● GIVEN PROBLEM
Please put every line of the records below into a numbered list, leaving out the blank lines.

● RECORDS SHOWN

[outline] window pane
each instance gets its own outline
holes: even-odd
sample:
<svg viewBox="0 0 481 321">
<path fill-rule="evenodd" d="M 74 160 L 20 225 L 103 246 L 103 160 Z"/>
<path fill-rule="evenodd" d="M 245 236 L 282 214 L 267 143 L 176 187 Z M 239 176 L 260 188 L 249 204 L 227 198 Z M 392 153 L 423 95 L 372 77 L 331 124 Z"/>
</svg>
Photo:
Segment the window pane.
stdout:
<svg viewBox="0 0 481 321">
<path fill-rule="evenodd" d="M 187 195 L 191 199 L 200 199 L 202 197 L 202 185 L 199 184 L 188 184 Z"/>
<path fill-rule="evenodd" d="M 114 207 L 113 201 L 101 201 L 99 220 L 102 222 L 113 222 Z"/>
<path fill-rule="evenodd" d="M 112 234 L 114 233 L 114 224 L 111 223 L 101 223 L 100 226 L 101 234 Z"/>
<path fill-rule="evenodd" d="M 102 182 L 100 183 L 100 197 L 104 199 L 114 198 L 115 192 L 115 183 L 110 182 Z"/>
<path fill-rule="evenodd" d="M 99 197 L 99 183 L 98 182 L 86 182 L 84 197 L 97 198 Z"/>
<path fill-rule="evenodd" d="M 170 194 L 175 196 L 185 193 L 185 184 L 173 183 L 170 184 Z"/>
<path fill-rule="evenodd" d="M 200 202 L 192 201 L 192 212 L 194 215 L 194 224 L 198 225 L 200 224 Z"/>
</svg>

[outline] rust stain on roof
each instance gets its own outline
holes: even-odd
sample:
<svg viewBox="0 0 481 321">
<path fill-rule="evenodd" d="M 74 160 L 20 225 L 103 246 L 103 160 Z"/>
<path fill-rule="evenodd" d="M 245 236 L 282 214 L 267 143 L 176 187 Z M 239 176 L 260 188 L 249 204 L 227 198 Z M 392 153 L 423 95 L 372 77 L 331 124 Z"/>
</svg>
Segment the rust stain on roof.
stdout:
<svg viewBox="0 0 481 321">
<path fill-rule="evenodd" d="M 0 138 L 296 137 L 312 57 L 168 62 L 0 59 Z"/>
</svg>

● ANSWER FOR THE TASK
1. [outline] window pane
2. each instance gets its own outline
3. holes: even-odd
4. sample:
5. <svg viewBox="0 0 481 321">
6. <path fill-rule="evenodd" d="M 74 160 L 20 225 L 103 246 L 103 160 Z"/>
7. <path fill-rule="evenodd" d="M 245 236 L 282 214 L 267 143 L 176 187 Z M 239 176 L 260 188 L 249 204 L 227 198 Z M 392 153 L 423 95 L 372 77 L 331 124 Z"/>
8. </svg>
9. Photo:
10. Segment the window pane.
11. stdout:
12. <svg viewBox="0 0 481 321">
13. <path fill-rule="evenodd" d="M 187 195 L 191 199 L 200 199 L 202 197 L 202 185 L 199 184 L 188 184 Z"/>
14. <path fill-rule="evenodd" d="M 114 207 L 113 201 L 101 201 L 99 220 L 102 222 L 113 222 Z"/>
15. <path fill-rule="evenodd" d="M 112 234 L 114 233 L 114 224 L 111 223 L 101 223 L 100 226 L 101 234 Z"/>
16. <path fill-rule="evenodd" d="M 102 182 L 100 183 L 100 197 L 104 199 L 114 198 L 115 192 L 115 183 L 110 182 Z"/>
17. <path fill-rule="evenodd" d="M 99 197 L 99 183 L 98 182 L 86 182 L 84 197 L 97 198 Z"/>
18. <path fill-rule="evenodd" d="M 170 194 L 175 196 L 185 193 L 185 184 L 173 183 L 170 184 Z"/>
19. <path fill-rule="evenodd" d="M 200 202 L 192 201 L 192 212 L 194 215 L 194 224 L 198 225 L 200 224 Z"/>
20. </svg>
21. [outline] rust stain on roof
22. each instance gets its own outline
23. holes: even-odd
24. sample:
25. <svg viewBox="0 0 481 321">
26. <path fill-rule="evenodd" d="M 74 160 L 20 225 L 103 246 L 103 160 Z"/>
27. <path fill-rule="evenodd" d="M 245 236 L 282 214 L 267 143 L 176 187 Z M 239 176 L 260 188 L 249 204 L 227 198 Z M 392 153 L 423 95 L 372 77 L 331 124 Z"/>
28. </svg>
29. Segment the rust stain on roof.
30. stdout:
31. <svg viewBox="0 0 481 321">
32. <path fill-rule="evenodd" d="M 0 138 L 296 137 L 312 57 L 168 62 L 0 59 Z"/>
33. </svg>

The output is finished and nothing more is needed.